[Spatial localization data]
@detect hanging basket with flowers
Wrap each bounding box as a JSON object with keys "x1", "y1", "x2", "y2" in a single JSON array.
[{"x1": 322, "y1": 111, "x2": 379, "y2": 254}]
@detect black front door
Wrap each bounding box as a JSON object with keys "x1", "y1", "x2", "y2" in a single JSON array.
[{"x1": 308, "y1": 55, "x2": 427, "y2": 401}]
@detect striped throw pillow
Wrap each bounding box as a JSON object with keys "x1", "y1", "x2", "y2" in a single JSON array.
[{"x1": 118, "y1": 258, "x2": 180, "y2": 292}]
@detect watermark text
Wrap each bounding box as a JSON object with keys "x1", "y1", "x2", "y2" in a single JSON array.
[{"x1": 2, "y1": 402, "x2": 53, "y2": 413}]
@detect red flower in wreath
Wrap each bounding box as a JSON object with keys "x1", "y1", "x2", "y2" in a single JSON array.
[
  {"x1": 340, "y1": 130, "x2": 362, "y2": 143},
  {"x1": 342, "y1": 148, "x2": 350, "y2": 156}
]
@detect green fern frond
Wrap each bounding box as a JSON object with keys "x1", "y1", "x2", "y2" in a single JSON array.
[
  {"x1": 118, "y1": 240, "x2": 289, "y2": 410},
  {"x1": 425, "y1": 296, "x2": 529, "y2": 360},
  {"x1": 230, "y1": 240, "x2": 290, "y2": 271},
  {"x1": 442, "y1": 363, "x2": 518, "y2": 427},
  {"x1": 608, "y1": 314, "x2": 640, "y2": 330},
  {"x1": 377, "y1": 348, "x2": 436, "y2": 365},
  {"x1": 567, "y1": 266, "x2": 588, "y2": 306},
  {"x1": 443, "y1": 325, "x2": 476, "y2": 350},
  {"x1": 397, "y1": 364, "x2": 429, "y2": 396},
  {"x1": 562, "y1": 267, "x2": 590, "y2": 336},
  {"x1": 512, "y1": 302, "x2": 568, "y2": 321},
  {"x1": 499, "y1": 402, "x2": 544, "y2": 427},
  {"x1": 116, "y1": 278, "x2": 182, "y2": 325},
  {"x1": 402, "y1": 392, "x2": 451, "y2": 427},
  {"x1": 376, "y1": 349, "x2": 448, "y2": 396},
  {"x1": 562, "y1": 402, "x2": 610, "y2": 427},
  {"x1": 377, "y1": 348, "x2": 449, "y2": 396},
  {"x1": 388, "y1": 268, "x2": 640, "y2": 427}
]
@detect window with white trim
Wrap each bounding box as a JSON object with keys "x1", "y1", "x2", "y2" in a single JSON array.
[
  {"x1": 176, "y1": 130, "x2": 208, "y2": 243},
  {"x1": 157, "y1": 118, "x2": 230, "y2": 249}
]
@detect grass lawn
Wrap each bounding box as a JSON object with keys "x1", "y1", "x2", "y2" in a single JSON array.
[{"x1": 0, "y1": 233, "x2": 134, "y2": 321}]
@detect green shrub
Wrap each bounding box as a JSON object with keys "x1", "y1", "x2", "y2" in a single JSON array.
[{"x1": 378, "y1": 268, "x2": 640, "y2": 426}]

Exercise: Return exactly what appears above, from the first line of the entries to the line with "green fern frond", inclusive.

Answer:
@detect hanging basket with flowers
Wrap each bounding box as a JSON object with keys "x1", "y1", "x2", "y2" in a single JSON array.
[{"x1": 322, "y1": 111, "x2": 379, "y2": 254}]
@detect black front door
Wrap each bounding box as a JSON object with keys "x1", "y1", "x2", "y2" in a single JSON array.
[{"x1": 308, "y1": 55, "x2": 427, "y2": 401}]
@detect striped throw pillow
Wrap each bounding box as a JSON object with keys "x1", "y1", "x2", "y2" in a single JSON array.
[{"x1": 118, "y1": 258, "x2": 180, "y2": 292}]
@detect watermark text
Wrap each bounding box as a JSON object with keys "x1", "y1", "x2", "y2" in a single JSON array.
[{"x1": 2, "y1": 402, "x2": 53, "y2": 413}]
@detect red flower in wreath
Wrap each bounding box as a JSON object with keys "x1", "y1", "x2", "y2" in a single JSON array.
[
  {"x1": 340, "y1": 130, "x2": 362, "y2": 143},
  {"x1": 342, "y1": 148, "x2": 350, "y2": 156}
]
@detect green fern frond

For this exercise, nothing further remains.